§ **SUPPLIED TEXT**
**********
Summary of this case from Washington v. Bright Start Child Care & Preschool, Inc.

Opinion

No. 2-17-0220

12-29-2017

WILLIAM L. FENNELL, Plaintiff-Appellant, v. ROYAL MANAGEMENT CORPORATION d/b/a EASTGATE MANOR; EAST GATE MANOR OF ALGONQUIN, LLC; KATHRYN WOODS; and TOM KAMPTNER, Defendants, (Royal Management Corporation d/b/a Eastgate Manor, Defendant-Appellee.)


NOTICE: This order was filed under Supreme Court Rule 23 and may not be cited as precedent by any party except in the limited circumstances allowed under Rule 23(e)(1). Appeal from the Circuit Court of McHenry County. No. 16-LA-164 Honorable Thomas A. Meyer, Judge, Presiding JUSTICE ZENOFF delivered the judgment of the court.
Justices McLaren and Burke concurred in the judgment.
**********
§ **GIVEN REQUEST 1**
Who are the defendants named in the court order?
§ **GIVEN REQUEST 2**
Pick up the court order in Fennell v. Royal Management Corporation right after its last sentence and keep writing.
**********
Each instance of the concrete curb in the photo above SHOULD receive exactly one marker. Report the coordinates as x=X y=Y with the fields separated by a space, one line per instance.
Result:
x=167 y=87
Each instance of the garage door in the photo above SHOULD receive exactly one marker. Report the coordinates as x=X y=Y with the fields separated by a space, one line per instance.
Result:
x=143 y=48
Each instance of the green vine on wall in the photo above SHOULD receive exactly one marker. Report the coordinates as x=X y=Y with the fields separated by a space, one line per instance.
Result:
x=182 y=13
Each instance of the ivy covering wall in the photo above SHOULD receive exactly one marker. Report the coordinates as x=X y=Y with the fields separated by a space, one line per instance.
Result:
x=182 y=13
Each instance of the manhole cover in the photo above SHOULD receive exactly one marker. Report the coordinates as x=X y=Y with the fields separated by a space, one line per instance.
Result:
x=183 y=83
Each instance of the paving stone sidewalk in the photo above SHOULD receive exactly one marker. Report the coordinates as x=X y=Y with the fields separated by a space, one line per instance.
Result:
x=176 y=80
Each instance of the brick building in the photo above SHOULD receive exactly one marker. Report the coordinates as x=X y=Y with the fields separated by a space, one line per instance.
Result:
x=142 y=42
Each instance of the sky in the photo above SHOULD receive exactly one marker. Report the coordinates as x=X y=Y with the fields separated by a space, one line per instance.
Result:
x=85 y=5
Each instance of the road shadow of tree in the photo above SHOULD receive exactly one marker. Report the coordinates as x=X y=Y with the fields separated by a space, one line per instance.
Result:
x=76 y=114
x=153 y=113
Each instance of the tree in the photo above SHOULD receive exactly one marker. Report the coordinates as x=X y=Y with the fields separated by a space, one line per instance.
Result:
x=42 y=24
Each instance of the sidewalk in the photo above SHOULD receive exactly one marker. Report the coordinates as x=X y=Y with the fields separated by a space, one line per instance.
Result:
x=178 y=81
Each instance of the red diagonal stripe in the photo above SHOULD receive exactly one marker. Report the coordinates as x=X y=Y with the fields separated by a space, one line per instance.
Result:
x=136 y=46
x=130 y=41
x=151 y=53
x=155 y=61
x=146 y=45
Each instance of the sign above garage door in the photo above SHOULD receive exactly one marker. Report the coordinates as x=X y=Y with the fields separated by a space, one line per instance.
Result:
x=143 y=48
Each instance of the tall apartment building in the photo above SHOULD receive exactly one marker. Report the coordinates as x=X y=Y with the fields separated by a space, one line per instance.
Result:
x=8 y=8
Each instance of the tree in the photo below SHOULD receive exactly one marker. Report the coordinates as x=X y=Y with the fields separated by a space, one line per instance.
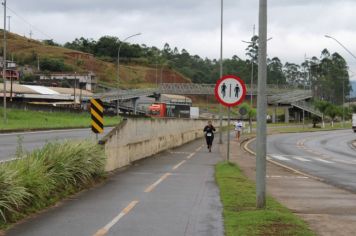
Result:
x=251 y=113
x=333 y=111
x=292 y=73
x=275 y=73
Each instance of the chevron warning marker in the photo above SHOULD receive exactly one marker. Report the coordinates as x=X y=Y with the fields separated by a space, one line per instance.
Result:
x=97 y=115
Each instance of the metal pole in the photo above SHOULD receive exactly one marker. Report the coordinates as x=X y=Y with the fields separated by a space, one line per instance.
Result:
x=118 y=69
x=75 y=85
x=343 y=103
x=4 y=63
x=252 y=62
x=228 y=135
x=9 y=17
x=261 y=149
x=221 y=66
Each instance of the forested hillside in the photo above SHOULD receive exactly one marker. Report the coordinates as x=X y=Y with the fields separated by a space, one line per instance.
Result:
x=325 y=74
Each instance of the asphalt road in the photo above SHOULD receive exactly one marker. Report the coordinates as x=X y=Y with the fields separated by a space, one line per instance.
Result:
x=33 y=140
x=327 y=155
x=173 y=193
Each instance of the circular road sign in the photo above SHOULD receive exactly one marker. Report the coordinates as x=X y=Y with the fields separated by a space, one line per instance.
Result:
x=243 y=111
x=230 y=90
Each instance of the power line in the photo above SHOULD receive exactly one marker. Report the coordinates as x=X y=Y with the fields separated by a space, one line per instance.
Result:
x=31 y=25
**********
§ **WRITTEN RESPONSE 1**
Royal Management Corporation d/b/a Eastgate Manor; East Gate Manor of Algonquin, LLC; Kathryn Woods; Tom Kamptner

§ **WRITTEN RESPONSE 2**
ORDER

¶ 1 Held: The trial court's order granting the defendant's motion to dismiss was reversed; the plaintiff did not fail to exhaust his administrative remedies, and the trial court had subject matter jurisdiction over the action. ¶ 2 Plaintiff, William L. Fennell, filed this action in the circuit court of McHenry County against Royal Management Corporation d/b/a Eastgate Manor, East Gate Manor of Algonquin, LLC, Kathryn Woods, and Tom Kamptner alleging sexual harassment, retaliation, and retaliatory discharge. The court dismissed Royal Management Corporation (Royal) from the action pursuant to section 2-619 of the Code of Civil Procedure (Code) (735 ILCS 5/2-619 (West 2016)). Plaintiff appeals. For the reasons that follow, we reverse.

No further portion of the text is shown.